Task details:
Copy every line from the start of the items through the line that contains "[[260, 142], [34, 168], [138, 87]]", both ends included, with the requests kept in. Offset each coordinate in the answers by -126.

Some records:

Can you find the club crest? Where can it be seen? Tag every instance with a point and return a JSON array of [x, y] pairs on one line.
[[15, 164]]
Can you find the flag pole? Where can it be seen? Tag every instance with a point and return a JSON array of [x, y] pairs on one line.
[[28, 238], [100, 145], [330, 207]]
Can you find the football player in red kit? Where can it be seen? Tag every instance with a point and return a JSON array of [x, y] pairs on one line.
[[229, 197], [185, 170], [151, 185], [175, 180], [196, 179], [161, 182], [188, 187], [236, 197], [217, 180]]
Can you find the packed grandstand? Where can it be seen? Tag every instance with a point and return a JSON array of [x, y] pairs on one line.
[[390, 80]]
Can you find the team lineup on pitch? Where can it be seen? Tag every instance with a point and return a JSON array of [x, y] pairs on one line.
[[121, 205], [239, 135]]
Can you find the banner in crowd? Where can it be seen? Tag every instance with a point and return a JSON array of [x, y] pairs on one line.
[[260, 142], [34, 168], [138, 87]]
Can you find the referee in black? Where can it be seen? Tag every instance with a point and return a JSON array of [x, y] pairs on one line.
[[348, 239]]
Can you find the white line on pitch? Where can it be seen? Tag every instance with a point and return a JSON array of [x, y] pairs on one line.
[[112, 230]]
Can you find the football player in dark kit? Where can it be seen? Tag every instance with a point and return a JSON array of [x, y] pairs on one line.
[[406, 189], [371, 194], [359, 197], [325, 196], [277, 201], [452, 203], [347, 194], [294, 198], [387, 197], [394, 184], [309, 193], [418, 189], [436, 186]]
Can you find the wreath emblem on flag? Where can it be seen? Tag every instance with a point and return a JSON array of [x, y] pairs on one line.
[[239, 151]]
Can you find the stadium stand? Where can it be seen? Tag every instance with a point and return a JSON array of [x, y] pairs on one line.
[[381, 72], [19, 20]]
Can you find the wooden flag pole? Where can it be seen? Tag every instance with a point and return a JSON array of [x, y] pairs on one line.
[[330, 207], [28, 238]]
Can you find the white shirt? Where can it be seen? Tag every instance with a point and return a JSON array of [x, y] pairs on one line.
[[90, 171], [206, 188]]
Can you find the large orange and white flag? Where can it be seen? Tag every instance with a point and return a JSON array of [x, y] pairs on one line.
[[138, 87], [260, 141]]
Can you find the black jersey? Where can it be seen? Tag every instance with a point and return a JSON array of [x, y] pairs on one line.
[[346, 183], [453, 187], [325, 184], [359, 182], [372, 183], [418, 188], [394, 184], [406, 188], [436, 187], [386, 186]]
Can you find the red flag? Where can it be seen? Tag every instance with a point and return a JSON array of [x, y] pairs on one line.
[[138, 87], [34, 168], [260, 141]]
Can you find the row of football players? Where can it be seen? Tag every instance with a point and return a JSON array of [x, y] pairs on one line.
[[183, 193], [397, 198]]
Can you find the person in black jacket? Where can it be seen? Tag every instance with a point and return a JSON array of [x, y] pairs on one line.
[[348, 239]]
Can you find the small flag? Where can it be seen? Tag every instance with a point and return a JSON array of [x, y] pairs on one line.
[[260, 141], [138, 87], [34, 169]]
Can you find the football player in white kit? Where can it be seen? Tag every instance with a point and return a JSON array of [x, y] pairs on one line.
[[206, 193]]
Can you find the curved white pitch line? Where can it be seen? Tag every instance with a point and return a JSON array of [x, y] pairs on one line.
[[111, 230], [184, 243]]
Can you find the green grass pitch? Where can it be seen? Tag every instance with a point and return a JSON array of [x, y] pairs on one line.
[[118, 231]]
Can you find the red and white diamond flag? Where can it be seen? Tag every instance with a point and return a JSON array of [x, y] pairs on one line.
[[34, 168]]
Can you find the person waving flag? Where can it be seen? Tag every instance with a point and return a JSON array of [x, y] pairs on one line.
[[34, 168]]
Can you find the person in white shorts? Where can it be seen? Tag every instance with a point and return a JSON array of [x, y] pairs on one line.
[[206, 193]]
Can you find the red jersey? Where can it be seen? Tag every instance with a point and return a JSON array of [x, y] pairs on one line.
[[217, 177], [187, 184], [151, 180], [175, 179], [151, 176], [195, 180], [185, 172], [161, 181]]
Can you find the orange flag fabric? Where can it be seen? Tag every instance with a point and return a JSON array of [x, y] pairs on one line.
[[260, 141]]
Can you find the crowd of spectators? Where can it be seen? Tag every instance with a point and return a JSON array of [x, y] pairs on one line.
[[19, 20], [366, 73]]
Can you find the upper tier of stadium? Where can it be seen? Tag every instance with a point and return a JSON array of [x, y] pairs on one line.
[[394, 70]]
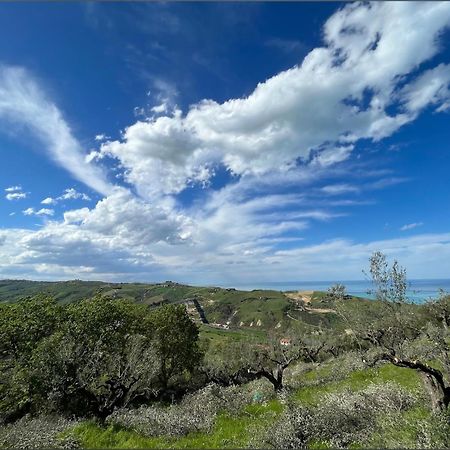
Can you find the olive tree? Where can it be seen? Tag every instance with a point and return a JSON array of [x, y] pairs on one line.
[[241, 362], [401, 335]]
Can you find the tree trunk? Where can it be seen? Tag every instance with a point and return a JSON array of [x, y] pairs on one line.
[[435, 391], [433, 379]]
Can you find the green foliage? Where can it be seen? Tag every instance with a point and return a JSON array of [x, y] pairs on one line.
[[90, 357], [174, 337]]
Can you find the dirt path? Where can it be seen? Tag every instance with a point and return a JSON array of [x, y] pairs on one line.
[[305, 297]]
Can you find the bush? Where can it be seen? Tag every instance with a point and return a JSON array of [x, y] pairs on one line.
[[196, 412], [36, 433], [341, 419]]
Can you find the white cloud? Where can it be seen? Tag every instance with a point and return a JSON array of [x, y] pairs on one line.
[[315, 112], [69, 194], [16, 196], [320, 105], [411, 226], [48, 201], [337, 189], [13, 188], [40, 212], [73, 194], [23, 103], [101, 137]]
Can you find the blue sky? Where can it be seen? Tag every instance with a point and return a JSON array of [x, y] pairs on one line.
[[223, 142]]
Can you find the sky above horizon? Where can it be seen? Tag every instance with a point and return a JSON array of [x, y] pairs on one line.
[[221, 143]]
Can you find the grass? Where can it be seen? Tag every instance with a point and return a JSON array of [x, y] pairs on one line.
[[228, 432]]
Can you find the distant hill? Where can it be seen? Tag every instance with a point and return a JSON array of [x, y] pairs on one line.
[[214, 307]]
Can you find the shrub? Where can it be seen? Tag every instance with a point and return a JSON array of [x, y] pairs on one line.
[[196, 412], [341, 418], [36, 433]]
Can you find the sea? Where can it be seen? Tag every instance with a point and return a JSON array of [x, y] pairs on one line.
[[418, 291]]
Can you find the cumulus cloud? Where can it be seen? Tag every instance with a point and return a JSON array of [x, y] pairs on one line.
[[13, 188], [48, 201], [39, 212], [68, 194], [24, 103], [340, 93], [15, 193], [364, 83], [73, 194]]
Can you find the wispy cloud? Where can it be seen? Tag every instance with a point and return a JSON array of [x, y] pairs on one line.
[[411, 226], [24, 103]]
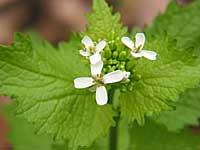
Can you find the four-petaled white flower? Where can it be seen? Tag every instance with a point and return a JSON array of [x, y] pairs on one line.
[[137, 47], [99, 80], [92, 51]]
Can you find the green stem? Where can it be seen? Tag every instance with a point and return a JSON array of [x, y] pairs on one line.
[[113, 137], [113, 131]]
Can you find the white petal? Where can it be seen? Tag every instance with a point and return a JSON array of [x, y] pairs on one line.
[[113, 77], [83, 82], [96, 68], [149, 54], [87, 42], [128, 42], [100, 46], [101, 95], [140, 40], [84, 53], [95, 58], [136, 55]]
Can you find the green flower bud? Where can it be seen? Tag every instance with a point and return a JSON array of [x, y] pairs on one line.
[[110, 61], [105, 70], [115, 54], [114, 62], [105, 61], [123, 55], [107, 53], [130, 65]]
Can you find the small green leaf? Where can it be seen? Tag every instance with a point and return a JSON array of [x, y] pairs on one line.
[[161, 81], [186, 113], [102, 24], [156, 137], [40, 78]]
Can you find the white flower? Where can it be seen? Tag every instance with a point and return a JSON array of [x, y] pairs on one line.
[[99, 80], [137, 47], [92, 51]]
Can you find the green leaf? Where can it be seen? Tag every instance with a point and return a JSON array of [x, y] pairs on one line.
[[187, 111], [21, 134], [40, 78], [156, 137], [102, 24], [161, 81], [182, 23]]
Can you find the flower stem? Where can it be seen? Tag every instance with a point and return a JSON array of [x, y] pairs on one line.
[[113, 136]]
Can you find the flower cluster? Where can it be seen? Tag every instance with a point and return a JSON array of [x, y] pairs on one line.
[[99, 79]]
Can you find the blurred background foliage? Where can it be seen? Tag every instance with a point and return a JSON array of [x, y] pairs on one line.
[[54, 20]]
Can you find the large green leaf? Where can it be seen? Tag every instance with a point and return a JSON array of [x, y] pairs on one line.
[[156, 137], [180, 22], [187, 111], [40, 80], [160, 81], [21, 134]]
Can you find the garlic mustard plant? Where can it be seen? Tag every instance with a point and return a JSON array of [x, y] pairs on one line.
[[92, 51], [99, 80]]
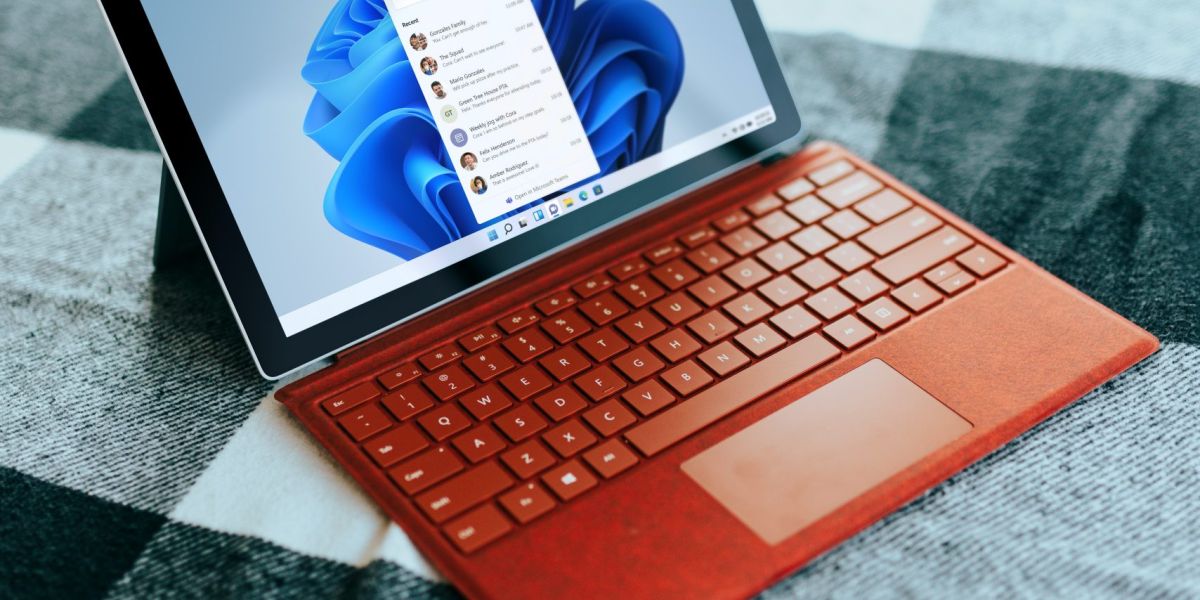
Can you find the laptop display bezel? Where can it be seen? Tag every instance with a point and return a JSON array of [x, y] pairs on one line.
[[277, 354]]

The result:
Can you find the club crest? Where can it be seen? Tag every instance with a point and return a JSON array of [x, y] pairs on one line.
[[-111, 38]]
Can you find the flag pole? Where can it be seen? Tag every instance with a point and return a JSON array of [x, y] pairs on one line.
[[-98, 112], [-26, 19], [204, 81]]
Can you find the football player in red kit? Where can it be seen? Tag every instance with a point and return a JSON array of [x, y] pairs on one line.
[[103, 71], [59, 44], [25, 59], [49, 54], [70, 53], [35, 56], [62, 61], [110, 71], [91, 54]]
Can you find the packed grandstand? Where can it be seen? Tag every instance with a point and return a JSON array of [x, y] pairs on one line.
[[264, -46]]
Can you find the team lineup on pitch? Where can it be seen? Tag every instance with a point and return a JSON array of [x, y] pairs on one line.
[[-5, 79], [113, 9]]
Can you find the banner in crowd? Where can it be seen? Tag every instance with a point and return a JSON array of [x, y] pairs on one line.
[[134, 16], [-92, 42], [12, -39]]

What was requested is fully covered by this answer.